Описание задания:
Какого числа Ефим Иосифович Гойхман ушел на фронт, судя по исходному фрагменту?

Posted 12 мая 2015,, 21:00

Published 12 мая 2015,, 21:00

Modified 8 марта, 02:23

Updated 8 марта, 02:23

Мой день Победы

Мой день Победы

12 мая 2015, 21:00
«Новые Известия» продолжают публиковать материалы, посвященные 70-летию Победы в Великой Отечественной войне. В публикациях сотрудников редакции под рубрикой «Мой День Победы» мы рассказываем о наших родственниках, воевавших на фронтах, трудившихся в тылу, оказавшихся в оккупационных зонах или эвакуации.

Я немного знаю о моем дедушке, Ефиме Иосифовиче Гойхмане. Как и многие другие фронтовики, он не рассказывал о военных годах. Хотя, наверное, ему было, о чем рассказать, ведь он прошел войну от первого до последнего дня. Видимо, те, кому посчастливилось вернуться живыми, предпочитали жить завтрашним днем.

К тому же послевоенные годы не располагали к откровенности даже с родными, ведь неверно истолкованное слово могло аукнуться годами лагерей.

Дед ушел на фронт 23 июня 1941 года, а вернулся домой лишь осенью 1945-го. Воевал на Ленинградском фронте, был артиллеристом, командиром отделения, защищал «Дорогу жизни», прорывал блокаду под Шлиссельбургом, получил ранение. Награжден орденом Великой Отечественной войны I степени, медалями «За оборону Ленинграда» и «За боевые заслуги». В первые дни войны его мать и сестра с грудным ребенком, жившие на Украине, были жестоко убиты гитлеровцами.

Набор строк:
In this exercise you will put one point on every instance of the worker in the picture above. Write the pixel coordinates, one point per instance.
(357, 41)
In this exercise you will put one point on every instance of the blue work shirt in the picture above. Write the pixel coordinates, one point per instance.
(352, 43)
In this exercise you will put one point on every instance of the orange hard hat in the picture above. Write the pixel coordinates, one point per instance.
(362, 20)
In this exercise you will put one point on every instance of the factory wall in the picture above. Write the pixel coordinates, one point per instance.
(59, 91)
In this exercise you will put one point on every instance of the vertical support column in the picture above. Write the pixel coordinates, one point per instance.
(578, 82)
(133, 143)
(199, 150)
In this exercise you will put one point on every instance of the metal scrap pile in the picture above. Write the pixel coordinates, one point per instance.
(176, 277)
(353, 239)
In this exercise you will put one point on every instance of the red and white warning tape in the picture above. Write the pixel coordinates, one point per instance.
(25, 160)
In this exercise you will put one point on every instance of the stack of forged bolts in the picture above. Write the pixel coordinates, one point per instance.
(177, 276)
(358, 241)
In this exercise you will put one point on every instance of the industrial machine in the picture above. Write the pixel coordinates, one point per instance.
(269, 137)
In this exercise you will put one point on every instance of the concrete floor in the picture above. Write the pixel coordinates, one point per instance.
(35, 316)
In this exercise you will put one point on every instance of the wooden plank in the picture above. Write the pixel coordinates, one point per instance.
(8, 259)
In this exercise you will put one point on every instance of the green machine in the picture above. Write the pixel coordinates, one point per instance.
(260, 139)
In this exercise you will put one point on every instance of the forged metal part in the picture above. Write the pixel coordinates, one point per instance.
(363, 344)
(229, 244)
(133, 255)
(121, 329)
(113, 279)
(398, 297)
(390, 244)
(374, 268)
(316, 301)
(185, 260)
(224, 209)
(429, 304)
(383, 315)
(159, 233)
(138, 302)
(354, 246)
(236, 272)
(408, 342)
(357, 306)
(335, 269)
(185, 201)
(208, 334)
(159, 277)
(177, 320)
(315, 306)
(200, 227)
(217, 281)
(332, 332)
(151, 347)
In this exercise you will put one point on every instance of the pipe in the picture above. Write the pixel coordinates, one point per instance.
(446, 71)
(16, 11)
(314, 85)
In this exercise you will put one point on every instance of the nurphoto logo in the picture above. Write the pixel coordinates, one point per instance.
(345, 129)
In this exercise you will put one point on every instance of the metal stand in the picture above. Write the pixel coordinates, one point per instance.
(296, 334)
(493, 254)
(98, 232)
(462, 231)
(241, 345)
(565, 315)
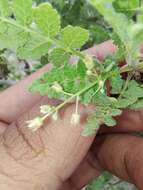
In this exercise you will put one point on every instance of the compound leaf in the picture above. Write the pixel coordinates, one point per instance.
(47, 19)
(4, 8)
(23, 11)
(59, 57)
(73, 37)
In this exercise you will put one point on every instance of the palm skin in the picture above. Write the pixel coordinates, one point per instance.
(57, 156)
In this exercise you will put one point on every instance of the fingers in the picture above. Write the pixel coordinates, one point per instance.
(122, 155)
(102, 50)
(88, 170)
(129, 121)
(57, 148)
(17, 99)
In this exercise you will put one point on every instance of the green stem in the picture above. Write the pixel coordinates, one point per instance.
(69, 100)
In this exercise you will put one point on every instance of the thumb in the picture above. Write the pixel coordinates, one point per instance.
(56, 149)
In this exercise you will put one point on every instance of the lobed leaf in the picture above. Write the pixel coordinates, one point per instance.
(73, 37)
(4, 8)
(59, 57)
(47, 19)
(22, 10)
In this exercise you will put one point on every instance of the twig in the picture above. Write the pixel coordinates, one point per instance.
(7, 82)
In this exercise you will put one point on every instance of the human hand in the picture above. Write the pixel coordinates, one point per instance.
(57, 156)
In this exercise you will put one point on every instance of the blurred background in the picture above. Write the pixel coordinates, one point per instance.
(80, 13)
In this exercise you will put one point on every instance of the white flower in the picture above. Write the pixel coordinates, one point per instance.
(55, 116)
(45, 109)
(35, 124)
(89, 62)
(75, 119)
(57, 87)
(89, 72)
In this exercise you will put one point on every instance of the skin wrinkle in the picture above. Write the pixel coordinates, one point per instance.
(54, 145)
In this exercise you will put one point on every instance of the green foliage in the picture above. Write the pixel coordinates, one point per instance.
(47, 19)
(129, 31)
(35, 32)
(100, 182)
(73, 37)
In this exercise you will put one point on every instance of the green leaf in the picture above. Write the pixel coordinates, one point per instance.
(134, 90)
(23, 11)
(59, 57)
(135, 33)
(115, 112)
(4, 8)
(109, 121)
(116, 84)
(125, 102)
(73, 37)
(10, 36)
(138, 105)
(100, 182)
(118, 21)
(91, 127)
(47, 19)
(34, 47)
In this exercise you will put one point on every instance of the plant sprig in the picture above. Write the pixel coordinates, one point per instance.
(36, 31)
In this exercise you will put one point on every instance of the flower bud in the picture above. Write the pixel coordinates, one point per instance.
(89, 72)
(75, 119)
(88, 62)
(55, 116)
(45, 109)
(57, 87)
(35, 124)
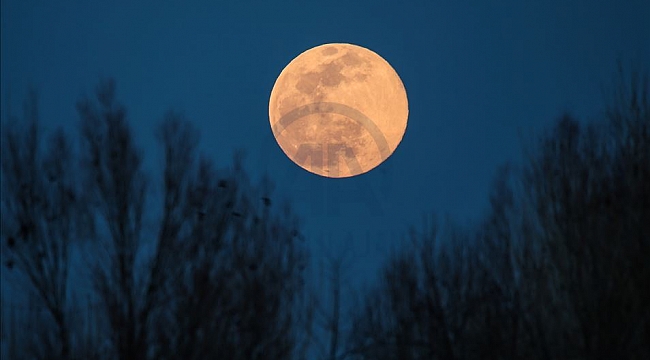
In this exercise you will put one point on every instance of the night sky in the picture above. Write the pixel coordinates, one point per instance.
(480, 80)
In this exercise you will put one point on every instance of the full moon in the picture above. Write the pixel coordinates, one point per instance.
(338, 110)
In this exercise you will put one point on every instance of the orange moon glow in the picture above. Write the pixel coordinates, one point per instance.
(338, 110)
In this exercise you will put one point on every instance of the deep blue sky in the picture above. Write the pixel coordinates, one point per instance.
(477, 76)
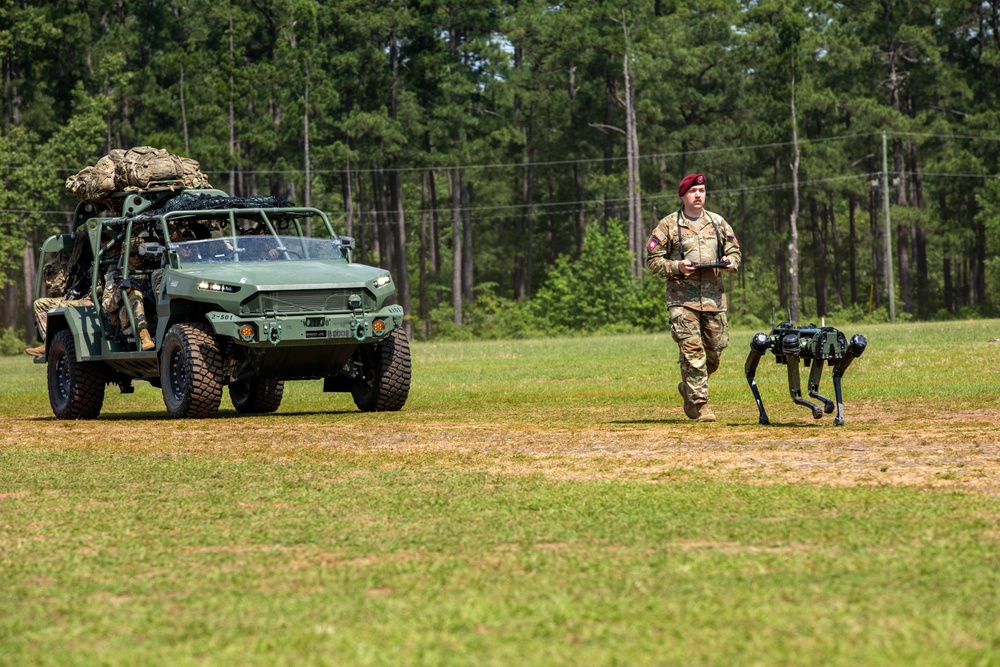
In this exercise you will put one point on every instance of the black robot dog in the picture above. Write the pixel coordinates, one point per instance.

Результат задания:
23 июня 1941 года.